-- start AVAILABLE DATA --

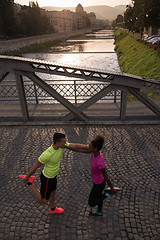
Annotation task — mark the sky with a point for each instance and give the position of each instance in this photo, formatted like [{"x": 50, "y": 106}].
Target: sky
[{"x": 74, "y": 3}]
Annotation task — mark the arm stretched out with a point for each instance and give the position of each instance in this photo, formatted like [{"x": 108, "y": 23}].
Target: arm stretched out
[{"x": 78, "y": 147}]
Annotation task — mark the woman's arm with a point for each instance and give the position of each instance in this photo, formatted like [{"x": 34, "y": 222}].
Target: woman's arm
[
  {"x": 78, "y": 147},
  {"x": 103, "y": 171},
  {"x": 32, "y": 170}
]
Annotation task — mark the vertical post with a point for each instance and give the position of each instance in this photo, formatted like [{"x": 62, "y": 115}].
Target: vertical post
[
  {"x": 115, "y": 96},
  {"x": 75, "y": 92},
  {"x": 22, "y": 96},
  {"x": 35, "y": 91},
  {"x": 123, "y": 106}
]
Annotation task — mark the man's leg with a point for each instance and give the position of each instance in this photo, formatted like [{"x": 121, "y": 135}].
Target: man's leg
[
  {"x": 37, "y": 195},
  {"x": 53, "y": 208}
]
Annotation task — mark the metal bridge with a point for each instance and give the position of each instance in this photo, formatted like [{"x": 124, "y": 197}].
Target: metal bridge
[{"x": 38, "y": 71}]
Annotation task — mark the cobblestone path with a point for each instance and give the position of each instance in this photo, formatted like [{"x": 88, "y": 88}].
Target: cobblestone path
[{"x": 132, "y": 154}]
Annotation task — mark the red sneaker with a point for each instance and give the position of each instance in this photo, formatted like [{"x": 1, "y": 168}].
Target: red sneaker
[
  {"x": 30, "y": 179},
  {"x": 56, "y": 210}
]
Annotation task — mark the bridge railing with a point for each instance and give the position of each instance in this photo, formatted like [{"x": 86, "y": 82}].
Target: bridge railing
[
  {"x": 87, "y": 85},
  {"x": 74, "y": 91}
]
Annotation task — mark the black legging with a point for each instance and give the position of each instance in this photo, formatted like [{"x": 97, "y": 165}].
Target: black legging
[{"x": 96, "y": 197}]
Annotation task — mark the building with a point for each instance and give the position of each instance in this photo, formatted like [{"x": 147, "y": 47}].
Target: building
[{"x": 67, "y": 20}]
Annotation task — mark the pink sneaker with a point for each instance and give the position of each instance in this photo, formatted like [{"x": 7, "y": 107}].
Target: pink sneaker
[
  {"x": 30, "y": 179},
  {"x": 56, "y": 210}
]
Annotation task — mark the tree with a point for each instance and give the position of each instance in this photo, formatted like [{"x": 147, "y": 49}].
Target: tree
[
  {"x": 8, "y": 24},
  {"x": 142, "y": 13}
]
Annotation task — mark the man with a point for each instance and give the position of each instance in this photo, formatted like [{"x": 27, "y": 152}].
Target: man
[{"x": 50, "y": 158}]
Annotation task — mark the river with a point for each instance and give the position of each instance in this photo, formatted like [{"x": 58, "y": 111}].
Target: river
[{"x": 94, "y": 51}]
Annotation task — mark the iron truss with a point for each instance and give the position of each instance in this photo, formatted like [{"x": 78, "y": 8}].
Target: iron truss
[{"x": 116, "y": 81}]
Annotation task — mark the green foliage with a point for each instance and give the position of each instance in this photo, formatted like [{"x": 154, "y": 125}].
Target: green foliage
[
  {"x": 7, "y": 19},
  {"x": 142, "y": 13},
  {"x": 29, "y": 22},
  {"x": 135, "y": 57}
]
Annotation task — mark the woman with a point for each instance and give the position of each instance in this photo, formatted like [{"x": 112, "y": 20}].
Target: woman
[{"x": 98, "y": 172}]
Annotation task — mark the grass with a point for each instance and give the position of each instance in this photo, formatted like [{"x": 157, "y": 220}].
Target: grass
[{"x": 135, "y": 57}]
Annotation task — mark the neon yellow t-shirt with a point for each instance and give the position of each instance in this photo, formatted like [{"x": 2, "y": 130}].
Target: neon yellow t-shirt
[{"x": 51, "y": 159}]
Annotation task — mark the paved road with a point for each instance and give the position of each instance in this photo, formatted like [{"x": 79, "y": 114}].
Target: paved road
[{"x": 132, "y": 154}]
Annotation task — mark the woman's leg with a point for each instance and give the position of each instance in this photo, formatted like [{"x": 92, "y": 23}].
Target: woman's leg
[
  {"x": 96, "y": 197},
  {"x": 51, "y": 199}
]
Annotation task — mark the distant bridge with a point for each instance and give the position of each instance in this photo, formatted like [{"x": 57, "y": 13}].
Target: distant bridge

-- end AVAILABLE DATA --

=== THE REQUEST ===
Copy the material from the line containing "Annotation task — mark the neon" through the end, changing "paved road" to "asphalt road" and leaving everything else as it is.

=== EXERCISE ANSWER ===
Annotation task — mark the neon yellow t-shirt with a point for each instance and give the position of each instance in this photo, formatted like [{"x": 2, "y": 130}].
Target: neon yellow t-shirt
[{"x": 51, "y": 159}]
Annotation task — mark the asphalt road with a point for each instance and give the position of each instance in this photo, formatted like [{"x": 79, "y": 114}].
Target: asphalt road
[{"x": 132, "y": 154}]
Annotation task — mark the woman's leg with a point for each instance and give the position of each instance in this photo, formatted like [{"x": 92, "y": 23}].
Target: woman's leg
[
  {"x": 96, "y": 197},
  {"x": 51, "y": 199}
]
Annotation task — mark the distant bridge with a point for each instance and give the position of each instance in this photo, formatted like [{"x": 57, "y": 13}].
Target: distant bridge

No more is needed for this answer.